--- TASK ---
Please copy all of the data below line for line, changing nothing.

________________________

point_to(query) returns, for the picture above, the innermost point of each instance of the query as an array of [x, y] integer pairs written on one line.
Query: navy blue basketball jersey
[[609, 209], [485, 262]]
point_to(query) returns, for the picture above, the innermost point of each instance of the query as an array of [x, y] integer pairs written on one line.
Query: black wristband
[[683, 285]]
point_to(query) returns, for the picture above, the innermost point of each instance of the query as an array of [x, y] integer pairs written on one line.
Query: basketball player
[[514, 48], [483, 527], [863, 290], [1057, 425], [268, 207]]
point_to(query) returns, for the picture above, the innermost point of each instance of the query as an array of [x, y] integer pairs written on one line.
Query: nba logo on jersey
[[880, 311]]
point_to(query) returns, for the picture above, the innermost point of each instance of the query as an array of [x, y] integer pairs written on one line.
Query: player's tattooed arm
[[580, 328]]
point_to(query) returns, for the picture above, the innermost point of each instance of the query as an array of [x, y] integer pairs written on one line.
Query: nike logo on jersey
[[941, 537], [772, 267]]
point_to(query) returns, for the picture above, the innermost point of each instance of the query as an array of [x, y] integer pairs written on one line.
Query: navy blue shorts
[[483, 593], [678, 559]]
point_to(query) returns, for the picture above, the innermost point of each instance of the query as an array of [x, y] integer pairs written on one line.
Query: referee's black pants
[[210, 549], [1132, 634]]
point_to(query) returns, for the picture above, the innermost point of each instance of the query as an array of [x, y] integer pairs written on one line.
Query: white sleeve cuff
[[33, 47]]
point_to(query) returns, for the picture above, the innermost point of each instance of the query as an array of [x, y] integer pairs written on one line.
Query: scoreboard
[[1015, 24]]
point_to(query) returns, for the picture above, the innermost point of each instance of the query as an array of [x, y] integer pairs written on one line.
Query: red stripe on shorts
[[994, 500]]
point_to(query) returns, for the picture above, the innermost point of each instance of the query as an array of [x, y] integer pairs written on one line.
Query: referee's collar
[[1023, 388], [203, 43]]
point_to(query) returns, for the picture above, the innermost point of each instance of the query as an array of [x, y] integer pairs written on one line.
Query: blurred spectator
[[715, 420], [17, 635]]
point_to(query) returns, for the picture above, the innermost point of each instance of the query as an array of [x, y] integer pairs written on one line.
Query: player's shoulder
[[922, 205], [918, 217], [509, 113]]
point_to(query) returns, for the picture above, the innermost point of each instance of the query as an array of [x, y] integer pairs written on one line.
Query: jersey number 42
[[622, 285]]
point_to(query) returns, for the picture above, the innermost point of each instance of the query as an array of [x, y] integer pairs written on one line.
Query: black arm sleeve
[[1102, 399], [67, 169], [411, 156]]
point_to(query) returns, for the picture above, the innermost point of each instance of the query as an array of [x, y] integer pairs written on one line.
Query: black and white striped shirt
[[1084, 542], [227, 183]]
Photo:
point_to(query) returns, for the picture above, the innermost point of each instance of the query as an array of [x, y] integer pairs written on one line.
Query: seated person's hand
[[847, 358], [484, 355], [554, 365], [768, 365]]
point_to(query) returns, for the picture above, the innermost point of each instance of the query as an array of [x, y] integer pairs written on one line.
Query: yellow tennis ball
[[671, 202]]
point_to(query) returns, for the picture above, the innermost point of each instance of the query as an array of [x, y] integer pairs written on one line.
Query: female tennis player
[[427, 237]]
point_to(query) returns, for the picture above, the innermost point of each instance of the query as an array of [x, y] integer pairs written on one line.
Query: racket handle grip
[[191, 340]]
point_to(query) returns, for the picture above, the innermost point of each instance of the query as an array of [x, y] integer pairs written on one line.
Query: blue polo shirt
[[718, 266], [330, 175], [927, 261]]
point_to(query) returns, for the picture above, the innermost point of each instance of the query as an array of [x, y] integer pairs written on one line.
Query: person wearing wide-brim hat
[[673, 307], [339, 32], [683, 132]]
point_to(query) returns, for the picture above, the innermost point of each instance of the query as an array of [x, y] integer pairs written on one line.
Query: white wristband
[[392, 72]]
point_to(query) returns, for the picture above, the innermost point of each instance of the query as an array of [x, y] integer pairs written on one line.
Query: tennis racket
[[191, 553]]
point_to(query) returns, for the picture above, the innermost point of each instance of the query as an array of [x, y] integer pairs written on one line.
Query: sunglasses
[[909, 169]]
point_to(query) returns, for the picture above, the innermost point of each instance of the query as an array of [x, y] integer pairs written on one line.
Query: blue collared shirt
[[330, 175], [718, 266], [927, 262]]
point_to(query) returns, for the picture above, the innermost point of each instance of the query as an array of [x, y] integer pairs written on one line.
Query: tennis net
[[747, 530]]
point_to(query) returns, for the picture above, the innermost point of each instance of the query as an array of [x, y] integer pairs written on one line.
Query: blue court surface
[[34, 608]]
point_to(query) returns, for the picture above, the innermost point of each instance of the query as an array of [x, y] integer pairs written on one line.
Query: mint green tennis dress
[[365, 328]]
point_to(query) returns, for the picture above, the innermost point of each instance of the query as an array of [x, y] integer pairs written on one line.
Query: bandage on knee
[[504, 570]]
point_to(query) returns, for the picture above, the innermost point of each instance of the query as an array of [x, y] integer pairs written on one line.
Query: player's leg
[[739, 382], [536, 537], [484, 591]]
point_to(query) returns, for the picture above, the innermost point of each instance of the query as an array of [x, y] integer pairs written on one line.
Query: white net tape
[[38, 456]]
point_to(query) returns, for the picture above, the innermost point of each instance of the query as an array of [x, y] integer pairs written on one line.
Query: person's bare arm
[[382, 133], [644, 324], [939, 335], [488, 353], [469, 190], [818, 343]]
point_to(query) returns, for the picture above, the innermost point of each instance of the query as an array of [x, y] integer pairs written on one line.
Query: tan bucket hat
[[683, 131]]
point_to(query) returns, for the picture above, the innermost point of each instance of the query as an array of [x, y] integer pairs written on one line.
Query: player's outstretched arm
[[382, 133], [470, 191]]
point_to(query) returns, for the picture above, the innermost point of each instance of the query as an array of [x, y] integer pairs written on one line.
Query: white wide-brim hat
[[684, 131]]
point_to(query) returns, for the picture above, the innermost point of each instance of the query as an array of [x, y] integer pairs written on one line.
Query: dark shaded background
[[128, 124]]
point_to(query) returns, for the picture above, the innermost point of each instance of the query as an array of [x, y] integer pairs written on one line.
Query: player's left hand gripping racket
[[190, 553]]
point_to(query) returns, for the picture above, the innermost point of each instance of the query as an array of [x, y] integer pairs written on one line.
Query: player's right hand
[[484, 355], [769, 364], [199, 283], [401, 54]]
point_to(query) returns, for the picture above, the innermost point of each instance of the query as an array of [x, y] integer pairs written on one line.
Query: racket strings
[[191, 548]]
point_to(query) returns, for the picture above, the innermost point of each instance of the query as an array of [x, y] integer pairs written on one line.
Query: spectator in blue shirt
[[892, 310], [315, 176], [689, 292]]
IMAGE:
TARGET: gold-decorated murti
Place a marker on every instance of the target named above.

________________________

--- SOLUTION FOR THIS PROBLEM ---
point_to(query) returns, for the picture above, the innermost point of each instance of the query as an array of [x, y] integer pairs written on one line.
Query: navy blue basketball jersey
[[609, 209], [485, 262]]
point_to(query) returns, for the picture above, the innermost point of each instance of the query as an array of [x, y] integer pairs written on one line.
Query: black wristband
[[683, 285]]
point_to(query) returns, for the picture above, the innermost point of each instance of the query as an array of [x, y] integer pairs written on one line.
Query: basketball player
[[514, 48], [483, 527], [863, 290], [1057, 425], [268, 207]]
point_to(query) returns, for the picture above, the innermost point of each instance of the query as an array of [x, y] integer pairs written on one line.
Query: nba logo on jersey
[[880, 311]]
point_to(query) returns, for the picture above, the innermost point of each instance of the query as an array of [x, y] integer pairs written on one line.
Query: player's tattooed arm
[[580, 328]]
point_to(query) returns, for the picture above, the innermost point of each instance of the query as an array of [x, y] integer pairs written on one line.
Query: nike logo on jersey
[[941, 537], [772, 267]]
point_to(query) returns, for the picture above, the innermost point of each instance of the query as an array of [x, y] integer pairs written on one line.
Query: navy blue shorts
[[483, 593], [678, 559]]
point_to(query) returns, for the picture above, the innermost point of each instance of the query as an array of [x, y] integer pairs written on one line.
Query: referee's black pants
[[210, 549], [1132, 634]]
point_to(query) returns, for the picture above, the innermost point of each instance of the query as an array of [x, y] integer pairs written on one line.
Query: white sleeve cuff
[[33, 47]]
point_to(query) returns, for the picture above, the innermost point of each instance of the query as an array of [x, y] integer pairs written on one line.
Query: scoreboard
[[1015, 24]]
point_to(query) returns, for the picture above, the innermost point of each instance of the query as an array of [x, y] integer pairs written on one line.
Query: red stripe on shorts
[[994, 500]]
point_to(query) returns, for the picture above, the innermost point of each instance of the query as an array of [x, y] integer pairs written on one line.
Query: referee's collar
[[1023, 388], [203, 43]]
point_to(query) returns, for the picture above, the innermost point of each instance of the query as an array of [x, y] integer pairs written on one line.
Query: blurred spectator
[[715, 420], [17, 635]]
point_to(query) returns, for the picture above, the innermost point of each instance of the query as an array of [x, y] integer pairs written on one line.
Query: player's shoulder
[[922, 205], [918, 217], [509, 113]]
point_to(query) returns, for the picture above, the innermost point of each instance of the query as an array of [x, y] integer pairs written on one line.
Query: jersey number 42
[[622, 285]]
point_to(query) returns, for the picture above, the innermost point of each instance of the query as an array of [x, y] integer pairs written on one line.
Query: black arm sleeve
[[1102, 399], [67, 169], [411, 156]]
point_to(query) returns, for the picture above, the innermost point of each instance of the query as an array of [x, y] integer pairs written on one line.
Query: black and white striped shirt
[[1084, 542], [227, 183]]
Photo:
point_to(query) returns, for the picture above, the innermost point of each instance of the query as an array of [x, y] integer pairs written on one line.
Query: seated person's hand
[[847, 358], [484, 355], [554, 365], [768, 365]]
point_to(query) returns, for the picture above, the innermost point of each instance of the query as an array of [x, y] integer pairs written on one line.
Query: yellow tennis ball
[[671, 202]]
point_to(query) returns, for the picture above, the innermost point of each instance of the query as an array of [x, y] integer pairs written on one line.
Query: female tennis player
[[427, 237]]
point_to(query) returns, for the picture above, the innermost point of each instance of the query as an array of [x, y] integer pairs written on one line.
Query: racket handle grip
[[191, 340]]
point_to(query) returns, for the picture above, the innermost point of each instance of the query as an array of [x, y] integer pairs written on one line.
Query: blue polo shirt
[[718, 266], [330, 175], [927, 261]]
point_to(query) returns, for the picture above, the innermost point of each instance of the query as an array of [x, y] integer pairs written on one line.
Query: person wearing wide-brim hat
[[673, 307], [339, 32], [683, 132]]
point_to(query) returns, for the picture above, the innermost point of each instance of the query as an array of [x, y] integer pairs written on one line.
Query: white wristband
[[392, 72]]
point_to(query) returns, for the picture above, the innermost point of each instance of the query as an array of [x, y] integer pairs written on one line.
Query: tennis racket
[[191, 553]]
point_to(query) returns, for the picture above, the innermost point of each instance of the query as an array of [x, y] integer pairs written on one line.
Query: sunglasses
[[909, 169]]
point_to(query) returns, for the picture above, the innermost point of each instance of the query as an array of [x, y] integer pairs written on one line.
Query: blue collared shirt
[[330, 175], [718, 266], [927, 262]]
point_to(query) returns, for the picture above, the innermost point of each instance of the query as an array of [x, y] integer pairs written on one line.
Query: tennis net
[[747, 530]]
point_to(query) returns, for the picture above, the innermost point of each instance of the query as an array of [x, y] integer pairs written on one line.
Query: blue court surface
[[34, 608]]
point_to(query) returns, for the picture above, the innermost point of each instance of the query as an array of [x, y] integer pairs written on one line.
Query: mint green tennis dress
[[365, 328]]
point_to(query) returns, for the picture above, the innermost point of each instance of the query as an array of [x, y] integer pairs written on one line.
Query: bandage on knee
[[504, 570]]
point_to(query) returns, for the picture above, the innermost point of each instance of the query as an array of [x, y] integer pairs written on one line.
Query: player's leg
[[739, 382], [536, 537], [484, 591]]
point_to(query) returns, for the picture above, the innermost point of each instance of the query as an array of [x, y] integer pairs written on one line.
Query: white net tape
[[38, 456]]
point_to(query) returns, for the picture above, the innermost point of each instance of the query as an array of [x, y] integer pairs written on one line.
Query: person's bare arm
[[382, 133], [644, 324], [939, 335], [488, 353], [469, 190], [818, 343]]
point_to(query) returns, for the picture above, the innermost point of each instance of the query as an array of [x, y] integer pairs written on one line.
Query: tan bucket hat
[[683, 131]]
point_to(query) returns, for the picture above, the innermost point of each instance of the query as an array of [x, y] integer pairs written on one line.
Query: player's outstretched arm
[[382, 133], [470, 191]]
point_to(query) returns, for the picture above, the innermost point of each instance of the query as an array of [x, y] integer pairs written on one line.
Query: white wide-brim hat
[[684, 131]]
point_to(query) returns, for the picture above, the innermost point of each instance of the query as an array of [x, y] integer pairs written on one line.
Query: dark shaded background
[[128, 124]]
point_to(query) returns, for the picture above, the innermost point of each instance of the query as an array of [x, y] integer pairs written on one line.
Query: player's left hand gripping racket
[[190, 553]]
point_to(query) returns, for the picture above, the innermost point of each instance of the query as an array of [x, y] integer pairs written on one line.
Query: player's right hand
[[484, 355], [769, 364], [199, 283], [401, 54]]
point_to(query) returns, for the picture above, the innermost point of each instance of the query as an array of [x, y] integer pairs written on one line.
Query: racket strings
[[191, 548]]
point_to(query) returns, for the picture above, the innermost point of each instance of the query as an array of [x, y] integer pairs written on one line.
Query: spectator in blue shirt
[[892, 310], [315, 176], [689, 292]]
IMAGE:
TARGET: gold-decorated murti
Place a marker on every instance of the target named above.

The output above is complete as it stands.